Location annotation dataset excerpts
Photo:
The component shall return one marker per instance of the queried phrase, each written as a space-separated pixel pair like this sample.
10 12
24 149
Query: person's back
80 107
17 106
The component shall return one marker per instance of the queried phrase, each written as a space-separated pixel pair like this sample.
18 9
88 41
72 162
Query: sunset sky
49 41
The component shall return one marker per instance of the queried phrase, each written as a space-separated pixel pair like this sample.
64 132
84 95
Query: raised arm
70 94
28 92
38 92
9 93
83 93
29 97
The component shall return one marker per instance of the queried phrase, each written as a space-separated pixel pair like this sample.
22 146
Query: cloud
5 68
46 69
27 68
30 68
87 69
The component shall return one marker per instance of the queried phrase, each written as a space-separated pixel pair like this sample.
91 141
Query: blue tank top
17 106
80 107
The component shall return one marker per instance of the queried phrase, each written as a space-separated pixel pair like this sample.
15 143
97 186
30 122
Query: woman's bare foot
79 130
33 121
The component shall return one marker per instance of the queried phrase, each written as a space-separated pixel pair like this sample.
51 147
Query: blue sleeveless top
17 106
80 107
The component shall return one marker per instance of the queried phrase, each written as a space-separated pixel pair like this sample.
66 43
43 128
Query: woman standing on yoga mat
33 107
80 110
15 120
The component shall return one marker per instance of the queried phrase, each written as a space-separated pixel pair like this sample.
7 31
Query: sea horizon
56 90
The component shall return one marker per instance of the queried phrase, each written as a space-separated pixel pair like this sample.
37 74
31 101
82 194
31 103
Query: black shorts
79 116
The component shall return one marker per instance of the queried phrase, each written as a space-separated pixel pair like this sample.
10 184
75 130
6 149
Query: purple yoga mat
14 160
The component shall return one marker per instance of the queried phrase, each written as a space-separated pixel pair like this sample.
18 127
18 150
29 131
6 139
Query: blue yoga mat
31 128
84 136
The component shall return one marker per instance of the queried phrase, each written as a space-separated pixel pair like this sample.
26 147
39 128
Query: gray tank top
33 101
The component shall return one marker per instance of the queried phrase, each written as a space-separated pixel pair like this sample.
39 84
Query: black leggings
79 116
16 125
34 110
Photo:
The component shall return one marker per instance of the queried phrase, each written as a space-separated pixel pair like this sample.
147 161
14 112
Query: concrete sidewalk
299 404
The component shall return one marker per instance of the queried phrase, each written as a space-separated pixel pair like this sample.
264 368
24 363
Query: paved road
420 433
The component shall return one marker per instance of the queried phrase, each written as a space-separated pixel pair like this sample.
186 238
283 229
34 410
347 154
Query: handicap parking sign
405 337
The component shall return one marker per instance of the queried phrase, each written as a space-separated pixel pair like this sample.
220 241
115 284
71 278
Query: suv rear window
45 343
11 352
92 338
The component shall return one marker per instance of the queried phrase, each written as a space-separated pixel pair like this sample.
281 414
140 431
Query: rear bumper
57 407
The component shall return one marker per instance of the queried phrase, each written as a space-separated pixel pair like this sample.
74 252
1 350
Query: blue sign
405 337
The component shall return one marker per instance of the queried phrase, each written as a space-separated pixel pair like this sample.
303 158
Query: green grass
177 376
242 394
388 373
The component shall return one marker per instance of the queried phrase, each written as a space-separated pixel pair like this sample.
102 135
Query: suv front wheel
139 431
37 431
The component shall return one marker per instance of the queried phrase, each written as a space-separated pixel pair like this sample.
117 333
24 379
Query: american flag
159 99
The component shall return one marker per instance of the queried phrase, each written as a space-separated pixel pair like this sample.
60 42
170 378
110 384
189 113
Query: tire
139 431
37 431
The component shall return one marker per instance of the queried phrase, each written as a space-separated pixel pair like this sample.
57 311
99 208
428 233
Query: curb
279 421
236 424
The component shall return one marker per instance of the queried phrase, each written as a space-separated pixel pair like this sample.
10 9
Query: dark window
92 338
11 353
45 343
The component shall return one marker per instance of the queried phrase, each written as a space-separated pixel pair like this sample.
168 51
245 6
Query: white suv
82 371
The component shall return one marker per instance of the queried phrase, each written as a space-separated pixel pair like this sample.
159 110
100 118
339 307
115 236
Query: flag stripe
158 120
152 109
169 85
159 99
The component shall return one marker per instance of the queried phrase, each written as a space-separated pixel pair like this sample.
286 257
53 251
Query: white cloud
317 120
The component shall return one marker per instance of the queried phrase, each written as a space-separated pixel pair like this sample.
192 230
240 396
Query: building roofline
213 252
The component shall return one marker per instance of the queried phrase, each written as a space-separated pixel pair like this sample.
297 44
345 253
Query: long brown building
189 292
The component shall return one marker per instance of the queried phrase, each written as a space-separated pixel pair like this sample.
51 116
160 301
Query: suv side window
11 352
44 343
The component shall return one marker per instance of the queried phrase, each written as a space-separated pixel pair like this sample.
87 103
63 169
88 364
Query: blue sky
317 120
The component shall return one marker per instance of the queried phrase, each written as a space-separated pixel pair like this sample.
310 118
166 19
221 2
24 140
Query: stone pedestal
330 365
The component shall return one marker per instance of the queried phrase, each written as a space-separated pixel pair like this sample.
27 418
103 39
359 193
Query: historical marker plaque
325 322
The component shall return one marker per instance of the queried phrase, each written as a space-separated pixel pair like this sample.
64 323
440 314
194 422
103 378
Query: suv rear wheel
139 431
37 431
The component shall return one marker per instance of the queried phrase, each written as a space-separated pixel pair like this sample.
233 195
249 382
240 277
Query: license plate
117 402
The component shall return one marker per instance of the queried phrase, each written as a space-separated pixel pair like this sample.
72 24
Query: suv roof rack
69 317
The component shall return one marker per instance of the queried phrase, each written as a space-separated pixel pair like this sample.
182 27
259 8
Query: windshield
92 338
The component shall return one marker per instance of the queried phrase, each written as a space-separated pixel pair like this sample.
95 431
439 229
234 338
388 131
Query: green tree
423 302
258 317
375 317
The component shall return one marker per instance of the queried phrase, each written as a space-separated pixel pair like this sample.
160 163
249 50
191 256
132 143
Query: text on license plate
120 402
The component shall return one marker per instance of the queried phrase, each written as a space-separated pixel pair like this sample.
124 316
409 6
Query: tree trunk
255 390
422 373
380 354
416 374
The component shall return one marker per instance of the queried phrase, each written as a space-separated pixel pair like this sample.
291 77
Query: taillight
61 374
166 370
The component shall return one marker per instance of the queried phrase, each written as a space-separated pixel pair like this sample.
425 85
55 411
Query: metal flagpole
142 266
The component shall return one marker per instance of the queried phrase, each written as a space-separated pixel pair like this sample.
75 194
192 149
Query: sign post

Exercise directions: Would you reproduce all the entries exactly?

Full output:
Photo:
The component shall return one marker per instance of the queried phrase, each written as a space-separated pixel pair like this sample.
10 12
24 149
Query: person's back
80 107
17 106
The component shall return one marker per instance of the queried phrase, each written as a space-separated pixel pair like this sample.
18 9
88 41
72 162
Query: sunset sky
49 41
The component shall return one marker per instance of the queried phrase, each written as a space-separated pixel pair like this sample.
64 132
84 95
Query: raised arm
70 94
28 92
38 92
9 93
83 93
29 97
The component shall return one marker per instance of the queried phrase, each written as a space-separated pixel pair like this sample.
22 146
Query: cloud
5 68
46 69
27 68
30 68
87 69
The component shall return one marker per instance of the queried phrase, each written as a space-separated pixel pair like this sample.
91 141
Query: blue tank top
17 106
80 107
The component shall return one marker per instance of the queried phrase, each written as a space-separated pixel pair like this sample.
15 143
97 186
30 122
Query: woman's bare foot
79 130
33 121
The component shall return one marker per instance of the queried phrase, each written as a space-separated pixel pair like this sample.
51 147
Query: blue sleeveless top
17 106
80 107
The component shall return one marker per instance of the queried phrase, each written as a space-separated pixel pair like this sample.
66 43
43 128
Query: woman standing on yoga mat
33 107
80 110
15 120
The component shall return one marker per instance of the queried phrase, each written as a space-separated pixel pair like this sample.
7 31
Query: sea horizon
56 90
The component shall return one marker per instance of the queried phrase, each written as a space-separated pixel pair like this sample.
37 74
31 101
82 194
31 103
Query: black shorts
79 116
The component shall return one marker per instance of the queried phrase, each written as a space-separated pixel pair like this sample.
10 184
75 130
6 149
Query: purple yoga mat
14 160
The component shall return one marker per instance of the queried phrase, each written as a space-separated pixel pair like this sample.
18 127
18 150
29 131
6 139
Query: blue yoga mat
31 128
84 136
The component shall return one marker per instance of the queried phrase, each written as a space-separated pixel pair like this sample.
26 147
39 128
Query: gray tank top
33 101
The component shall return one marker per instance of the queried phrase, each written as a space-separated pixel pair like this sample.
39 84
Query: black leggings
79 116
16 125
34 110
Photo:
The component shall return one marker per instance of the queried phrase, each written as a space-separated pixel pair like this sample.
147 161
14 112
Query: concrete sidewalk
299 404
The component shall return one marker per instance of the queried phrase, each written as a space-separated pixel pair like this sample.
264 368
24 363
Query: paved road
420 433
The component shall return one marker per instance of the queried phrase, each written as a space-separated pixel pair like this sample.
186 238
283 229
34 410
347 154
Query: handicap parking sign
405 337
The component shall return one marker per instance of the queried phrase, each written as a space-separated pixel pair like this sample.
220 241
115 284
71 278
Query: suv rear window
45 343
11 352
92 338
The component shall return one marker per instance of the queried phrase, each written as a space-separated pixel pair like this sample.
281 414
140 431
Query: rear bumper
57 407
The component shall return one marker per instance of the queried phrase, each written as a space-separated pixel pair like this sample.
74 252
1 350
Query: blue sign
405 337
The component shall return one marker per instance of the queried phrase, each written as a space-separated pixel pair like this sample.
303 158
Query: green grass
177 376
242 394
388 373
The component shall return one marker per instance of the queried phrase, each written as a space-separated pixel pair like this sample.
102 135
Query: suv front wheel
139 431
37 431
The component shall return one marker per instance of the queried phrase, each written as a space-separated pixel pair like this sample.
117 333
24 379
Query: american flag
159 99
The component shall return one marker per instance of the queried phrase, each written as a space-separated pixel pair like this sample.
60 42
170 378
110 384
189 113
Query: tire
139 431
37 431
The component shall return one marker per instance of the queried phrase, each written as a space-separated pixel pair like this sample.
57 311
99 208
428 233
Query: curb
279 421
236 424
The component shall return one marker per instance of the queried phrase, each written as a space-separated pixel pair like this sample.
10 9
Query: dark window
92 338
11 353
45 343
The component shall return one marker per instance of the queried phrase, each written as a space-separated pixel pair like this sample.
168 51
245 6
Query: white suv
82 371
The component shall return one marker per instance of the queried phrase, each written as a space-separated pixel pair like this sample.
159 110
100 118
339 307
115 236
Query: flag stripe
158 120
152 109
169 85
159 99
The component shall return one marker per instance of the queried phrase, each written as a space-separated pixel pair like this sample.
286 257
53 251
Query: white cloud
317 120
The component shall return one marker per instance of the queried phrase, each written as a space-separated pixel pair like this sample.
192 230
240 396
Query: building roofline
213 252
The component shall return one marker per instance of the queried phrase, each written as a space-separated pixel pair like this sample.
297 44
345 253
Query: long brown building
189 292
The component shall return one marker per instance of the queried phrase, each written as a space-separated pixel pair like this sample.
51 116
160 301
Query: suv side window
11 352
44 343
The component shall return one marker per instance of the queried phrase, each written as a space-separated pixel pair like this sample.
87 103
63 169
88 364
Query: blue sky
317 120
The component shall return one marker per instance of the queried phrase, each written as a space-separated pixel pair like this sample.
310 118
166 19
221 2
24 140
Query: stone pedestal
330 365
The component shall return one marker per instance of the queried phrase, each written as a space-separated pixel pair like this sample.
27 418
103 39
359 193
Query: historical marker plaque
325 322
The component shall return one marker per instance of the queried phrase, each written as a space-separated pixel pair like this sample.
64 323
440 314
194 422
103 378
Query: suv rear wheel
139 431
37 431
The component shall return one marker per instance of the queried phrase, each written as a space-separated pixel pair like this sample.
233 195
249 382
240 277
Query: license plate
117 402
The component shall return one marker per instance of the queried phrase, each written as a space-separated pixel pair like this sample.
72 24
Query: suv roof rack
69 317
The component shall return one marker per instance of the queried phrase, each written as a space-separated pixel pair like this sample.
182 27
259 8
Query: windshield
92 338
The component shall return one marker per instance of the queried phrase, each written as a space-separated pixel pair like this sample.
95 431
439 229
234 338
388 131
Query: green tree
423 302
258 317
375 317
The component shall return one marker per instance of the queried phrase, each written as a space-separated pixel pair like this sample.
160 163
249 50
191 256
132 143
Query: text on license plate
120 402
The component shall return one marker per instance of the queried phrase, each written as a space-separated pixel pair like this sample.
124 316
409 6
Query: tree trunk
255 390
422 373
380 354
416 374
The component shall return one marker per instance of the queried phrase, each written as a space-separated pixel pair like this sample.
291 77
Query: taillight
61 374
166 370
The component shall return one marker per instance of the queried phrase, each written as a space-separated pixel pair like this sample.
425 85
55 411
Query: metal flagpole
142 266
The component shall return one marker per instance of the queried phrase, each written as a space-separated pixel pair like this sample.
75 194
192 149
Query: sign post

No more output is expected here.